## SOURCE PASSAGE
◇ ◇ ◇ ◇ ◇ ◇ ◇

# Corona19virus



## Huskybill (Mar 12, 2020)

Will this virus effect our outside gardens? I was planning on doing a full garden this year. Green vegetables and a corn plot to share with the deer.


----------



## arto_wa (Mar 12, 2020)

Not sure about your you *corona flue* question, but deer have never eaten my corn yet, even when the corn is out in the open garden without fence and such.
I usually plant Bodacious, however Raccoons attacked my corn one year when I planted Kandy Korn just to try it out.

Kandy Korn had a very noticeable strong sweet smell and no wonder it attracted Raccoons!
No more Kandy Korn in our garden.

I keep two gardens, one fenced another without fence.

Deer do eat potato tops and blooms in our area and it's a pretty big problem.

My potato's mid July last year, before blooming and before the Deer attacked them:



Some years we plant more potato's around August 1st.


----------



## lone wolf (Mar 12, 2020)

Huskybill said:


> Will this virus effect our outside gardens? I was planning on doing a full garden this year. Green vegetables and a corn plot to share with the deer.


Yes when the food is off the shelves they will steal yours! Maybe?


----------



## chucker (Mar 13, 2020)

◇ ◇ ◇ ◇ ◇ ◇ ◇

## RECORDS
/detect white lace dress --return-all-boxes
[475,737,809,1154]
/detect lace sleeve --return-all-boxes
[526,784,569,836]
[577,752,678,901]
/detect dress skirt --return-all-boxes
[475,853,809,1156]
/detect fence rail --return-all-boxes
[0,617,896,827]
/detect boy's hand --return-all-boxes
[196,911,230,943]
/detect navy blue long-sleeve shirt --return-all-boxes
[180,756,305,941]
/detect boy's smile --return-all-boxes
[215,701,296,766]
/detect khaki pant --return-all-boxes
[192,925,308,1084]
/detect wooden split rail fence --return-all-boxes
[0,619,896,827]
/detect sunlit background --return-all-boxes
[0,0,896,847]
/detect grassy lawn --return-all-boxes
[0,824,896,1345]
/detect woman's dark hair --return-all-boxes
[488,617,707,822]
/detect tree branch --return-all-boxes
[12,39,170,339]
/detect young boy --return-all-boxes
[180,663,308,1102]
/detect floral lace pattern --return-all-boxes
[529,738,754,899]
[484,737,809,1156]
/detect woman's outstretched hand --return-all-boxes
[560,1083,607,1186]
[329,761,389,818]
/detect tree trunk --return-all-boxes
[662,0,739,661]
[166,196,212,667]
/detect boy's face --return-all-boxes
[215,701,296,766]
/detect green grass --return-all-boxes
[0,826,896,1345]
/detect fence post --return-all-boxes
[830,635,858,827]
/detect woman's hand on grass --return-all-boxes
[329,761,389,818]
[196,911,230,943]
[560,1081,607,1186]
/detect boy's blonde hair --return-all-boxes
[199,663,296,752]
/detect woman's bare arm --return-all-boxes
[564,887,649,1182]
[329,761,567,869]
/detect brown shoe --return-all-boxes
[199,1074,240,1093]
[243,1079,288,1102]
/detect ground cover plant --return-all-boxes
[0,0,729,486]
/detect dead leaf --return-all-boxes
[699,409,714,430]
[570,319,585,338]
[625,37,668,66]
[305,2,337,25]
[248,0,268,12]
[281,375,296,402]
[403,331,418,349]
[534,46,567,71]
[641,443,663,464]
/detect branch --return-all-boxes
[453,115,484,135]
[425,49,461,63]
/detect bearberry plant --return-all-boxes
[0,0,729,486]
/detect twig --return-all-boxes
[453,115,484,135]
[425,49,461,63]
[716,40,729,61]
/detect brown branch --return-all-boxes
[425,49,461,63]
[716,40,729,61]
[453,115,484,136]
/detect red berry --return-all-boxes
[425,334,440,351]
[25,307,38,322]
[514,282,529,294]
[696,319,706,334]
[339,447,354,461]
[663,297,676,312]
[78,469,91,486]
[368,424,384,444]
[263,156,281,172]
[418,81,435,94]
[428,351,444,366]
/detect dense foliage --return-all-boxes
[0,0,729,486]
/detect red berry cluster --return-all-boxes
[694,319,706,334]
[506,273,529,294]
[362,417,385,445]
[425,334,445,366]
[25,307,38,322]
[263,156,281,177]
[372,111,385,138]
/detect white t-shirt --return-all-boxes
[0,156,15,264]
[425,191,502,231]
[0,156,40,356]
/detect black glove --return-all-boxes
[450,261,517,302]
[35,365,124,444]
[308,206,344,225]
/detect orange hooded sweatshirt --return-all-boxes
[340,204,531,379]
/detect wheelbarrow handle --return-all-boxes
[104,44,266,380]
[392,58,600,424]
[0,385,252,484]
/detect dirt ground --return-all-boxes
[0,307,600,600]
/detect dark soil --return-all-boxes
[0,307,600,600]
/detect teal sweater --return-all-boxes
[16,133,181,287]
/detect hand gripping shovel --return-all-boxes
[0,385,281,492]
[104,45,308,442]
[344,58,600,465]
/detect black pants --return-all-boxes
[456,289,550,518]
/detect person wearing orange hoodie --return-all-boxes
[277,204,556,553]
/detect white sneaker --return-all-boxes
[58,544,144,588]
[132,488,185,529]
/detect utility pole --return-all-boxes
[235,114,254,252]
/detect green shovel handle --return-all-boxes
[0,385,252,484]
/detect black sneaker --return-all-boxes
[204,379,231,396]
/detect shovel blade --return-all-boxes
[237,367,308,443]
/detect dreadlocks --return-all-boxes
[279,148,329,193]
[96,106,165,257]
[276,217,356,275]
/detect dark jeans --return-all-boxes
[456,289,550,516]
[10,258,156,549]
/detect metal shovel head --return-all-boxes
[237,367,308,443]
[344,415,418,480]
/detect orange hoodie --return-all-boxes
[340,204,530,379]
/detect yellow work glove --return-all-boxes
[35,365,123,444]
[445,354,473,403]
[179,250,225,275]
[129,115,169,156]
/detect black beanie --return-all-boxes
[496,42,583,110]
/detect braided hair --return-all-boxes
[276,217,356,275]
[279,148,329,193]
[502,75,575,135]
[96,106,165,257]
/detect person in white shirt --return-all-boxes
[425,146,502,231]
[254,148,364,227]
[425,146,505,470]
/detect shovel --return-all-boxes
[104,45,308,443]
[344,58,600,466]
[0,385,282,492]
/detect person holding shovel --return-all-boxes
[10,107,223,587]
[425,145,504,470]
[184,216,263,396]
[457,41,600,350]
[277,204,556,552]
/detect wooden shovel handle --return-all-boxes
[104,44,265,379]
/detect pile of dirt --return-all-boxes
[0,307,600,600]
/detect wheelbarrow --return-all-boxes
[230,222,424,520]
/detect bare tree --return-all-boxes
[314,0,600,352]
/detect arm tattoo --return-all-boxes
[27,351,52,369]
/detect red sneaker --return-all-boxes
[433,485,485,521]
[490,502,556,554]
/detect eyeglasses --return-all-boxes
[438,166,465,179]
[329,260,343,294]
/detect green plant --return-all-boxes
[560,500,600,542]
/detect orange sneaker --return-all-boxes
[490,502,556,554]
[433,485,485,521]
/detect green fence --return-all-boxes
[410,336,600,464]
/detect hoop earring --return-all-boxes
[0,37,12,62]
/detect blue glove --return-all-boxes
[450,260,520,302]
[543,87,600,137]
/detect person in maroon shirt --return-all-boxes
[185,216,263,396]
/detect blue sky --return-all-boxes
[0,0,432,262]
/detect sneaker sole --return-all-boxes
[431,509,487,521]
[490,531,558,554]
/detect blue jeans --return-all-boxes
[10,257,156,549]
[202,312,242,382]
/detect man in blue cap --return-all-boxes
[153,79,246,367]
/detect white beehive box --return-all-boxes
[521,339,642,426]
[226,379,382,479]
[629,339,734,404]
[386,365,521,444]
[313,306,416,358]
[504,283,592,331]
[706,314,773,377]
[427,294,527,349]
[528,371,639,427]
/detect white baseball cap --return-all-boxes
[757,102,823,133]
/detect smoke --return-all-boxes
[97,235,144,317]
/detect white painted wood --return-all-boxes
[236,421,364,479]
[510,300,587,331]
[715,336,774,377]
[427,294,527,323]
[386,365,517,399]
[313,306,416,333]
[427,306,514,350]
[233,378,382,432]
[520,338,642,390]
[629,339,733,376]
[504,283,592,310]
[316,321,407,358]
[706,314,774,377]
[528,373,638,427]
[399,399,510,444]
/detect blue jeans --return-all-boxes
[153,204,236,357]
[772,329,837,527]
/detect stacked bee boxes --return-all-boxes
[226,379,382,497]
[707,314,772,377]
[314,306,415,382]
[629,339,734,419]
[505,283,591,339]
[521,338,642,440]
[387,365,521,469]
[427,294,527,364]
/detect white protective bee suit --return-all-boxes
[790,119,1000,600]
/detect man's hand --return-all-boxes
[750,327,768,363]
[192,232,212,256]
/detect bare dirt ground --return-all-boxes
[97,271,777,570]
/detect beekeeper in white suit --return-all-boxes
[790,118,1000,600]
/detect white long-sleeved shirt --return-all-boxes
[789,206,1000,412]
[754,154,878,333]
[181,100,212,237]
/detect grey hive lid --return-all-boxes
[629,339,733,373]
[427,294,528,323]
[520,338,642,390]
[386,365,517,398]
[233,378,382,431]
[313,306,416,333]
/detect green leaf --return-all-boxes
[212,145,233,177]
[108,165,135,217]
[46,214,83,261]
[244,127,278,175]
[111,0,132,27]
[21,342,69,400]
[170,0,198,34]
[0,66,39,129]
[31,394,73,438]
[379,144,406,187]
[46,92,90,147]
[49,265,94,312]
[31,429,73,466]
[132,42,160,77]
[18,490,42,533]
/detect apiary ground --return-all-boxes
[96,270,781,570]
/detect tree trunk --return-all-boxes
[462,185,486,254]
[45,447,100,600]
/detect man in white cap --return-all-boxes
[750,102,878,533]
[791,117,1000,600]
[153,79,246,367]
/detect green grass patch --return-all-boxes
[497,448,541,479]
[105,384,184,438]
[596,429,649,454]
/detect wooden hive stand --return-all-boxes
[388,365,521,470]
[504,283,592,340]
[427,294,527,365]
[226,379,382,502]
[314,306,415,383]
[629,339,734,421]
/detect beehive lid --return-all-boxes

◇ ◇ ◇ ◇ ◇ ◇ ◇

## TASKS
**1)** Rewrite the paragraph of the forum thread that begins "Not sure about your" in briefer form, keeping its main facts.
**2)** In the forum thread, take the part from "## arto_wa (Mar" up to and including "try it out." and replace "Bodacious" with "Silver Queen".
The material comes from a different source than the forum thread.

## RESPONSES TO THE EXERCISE
**1)** Deer have never eaten the poster's corn, even in an open, unfenced garden. The poster usually plants Bodacious, but raccoons attacked the corn the year Kandy Korn was planted as a trial.

**2)**
## arto_wa (Mar 12, 2020)

Not sure about your you *corona flue* question, but deer have never eaten my corn yet, even when the corn is out in the open garden without fence and such.
I usually plant Silver Queen, however Raccoons attacked my corn one year when I planted Kandy Korn just to try it out.